→ PROBLEM TO SOLVE:
Every line from the line containing "Practice step: locate the brown" through the final line below is to be repeated exactly; no other line is.

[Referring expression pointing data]
####

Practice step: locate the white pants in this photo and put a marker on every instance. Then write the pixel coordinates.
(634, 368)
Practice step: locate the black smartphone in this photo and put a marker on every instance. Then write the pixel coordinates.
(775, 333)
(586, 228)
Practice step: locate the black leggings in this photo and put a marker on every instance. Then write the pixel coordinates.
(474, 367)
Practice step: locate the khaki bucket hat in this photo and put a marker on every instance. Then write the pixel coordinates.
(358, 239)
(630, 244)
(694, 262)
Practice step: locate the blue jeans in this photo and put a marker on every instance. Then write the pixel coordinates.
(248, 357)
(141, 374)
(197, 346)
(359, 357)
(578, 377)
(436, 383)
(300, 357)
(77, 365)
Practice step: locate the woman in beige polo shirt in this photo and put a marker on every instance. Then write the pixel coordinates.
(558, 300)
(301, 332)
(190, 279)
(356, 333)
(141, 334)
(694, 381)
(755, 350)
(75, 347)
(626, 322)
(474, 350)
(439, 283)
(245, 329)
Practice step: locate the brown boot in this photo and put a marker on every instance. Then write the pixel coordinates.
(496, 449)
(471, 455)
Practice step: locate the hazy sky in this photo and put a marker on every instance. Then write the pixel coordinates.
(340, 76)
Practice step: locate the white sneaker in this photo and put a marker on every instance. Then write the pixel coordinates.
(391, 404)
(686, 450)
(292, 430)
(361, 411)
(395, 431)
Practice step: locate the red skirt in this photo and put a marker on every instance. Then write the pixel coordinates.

####

→ ANSWER SECTION:
Practice step: locate the brown boot in this photo and put a marker on every instance. Then write the pixel coordinates.
(496, 449)
(471, 455)
Practice step: locate the hazy sky in this photo and put a marker on every instance. Then write the pixel coordinates.
(340, 76)
Practice step: locate the white sneaker in this photo and put a marker on every instance. Then write the pixel coordinates.
(391, 404)
(686, 450)
(292, 430)
(361, 411)
(395, 431)
Practice step: locate the red skirt in this photo and put a marker on every instance. Then write the pixel coordinates.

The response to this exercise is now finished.